→ **Directions for this task**:
Continue the article on Veterans Affairs Minister Julian Fantino from its last sentence.

→ **Page extract**:

- Opening Delimiter -

Fantino’s mockery of veterans hits the last straw
PMO sources confirm Veteran Affairs Minister Julian Fantino is out, only after a year of mocking Canada’s veterans.
After the Conservative government closed 8 veterans offices last year, a meeting between Fantino and a group of disgruntled veterans ended with disrespect and a country-wide movement to oust the current government.
Despite calls for his resignation, the government stood behind Fantino as veterans country-wide began to rally against the Conservatives.
In November, in an attempt to shift public attention away from the cuts the Conservatives made to injured veterans, Fantino announced a $200-million investment in veterans’ mental health over six years, but later admitted the money will flow over decades. While veterans complained they weren’t getting the services they needed, it was found that $1.13-billion had been returned to the Treasury from Veterans Affairs since 2006.
In a recent internal report on a Veterans Affairs rehabilitation program created in 2006 designed to help injured ex-soldiers transition to civilian life, the department alleged veterans are exaggerating their injuries to avoid joining the work force and continue receiving financial aid. The allegation was made after the report showed that thousands of veterans weren’t finishing the program or leaving later than anticipated. The program was supposed to ease in demand but after 1,000 veterans enrolled the first year, the number increased to 5,800 by 2013 and is expected to jump to 9,100 in 2018.

- Closing Delimiter -

→ **Supplied data**:
- Opening Delimiter -

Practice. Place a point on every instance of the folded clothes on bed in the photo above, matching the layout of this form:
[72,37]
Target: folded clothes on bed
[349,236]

- Closing Delimiter -

→ **Response to the task**:
When Fantino was confronted on the allegations found in the report, his spokesperson Ashlee Smith said “Our government makes no apologies for ensuring that veterans receive urgent rehabilitation care when they need it, and that they receive this support for as long as they and their medical practitioner deem appropriate.”
The comments, expected to open a fresh wound in the Conservatives’ reputation on veterans on an election year, may have been the final straw for Fantino who has been a controversial MP to date. His former post will now be occupied by Erin O’Toole, a lawyer and former member of the Canadian Forces. Fantino has been demoted to Associate Minister of Defense.
“Mr. Fantino and Mr. O’Toole have been asked to draw on their considerable knowledge and experience to take on important portfolios,” Prime Minister Stephen Harper said in a press release today. “I am confident that they will deliver results and provide strong leadership as they go about addressing their duties and responsibilities.”
Despite hopes of quelling opposition within traditional Conservative support, it appears not all veterans are convinced the ministerial switch will make much of a difference.
“Erin O’Toole has been speaking in defence of the government over the last three months on many issues,” said Michael Blais, the president of Canadian Veterans Advocacy. “He’s not standing with the wounded, even though he served with them.”
The Conservatives have made a mockery of our veterans and will do whatever it takes to mask the wounds with a coming election year. If Stephen Harper was serious about Veterans Affairs, Fantino would have been replaced last February.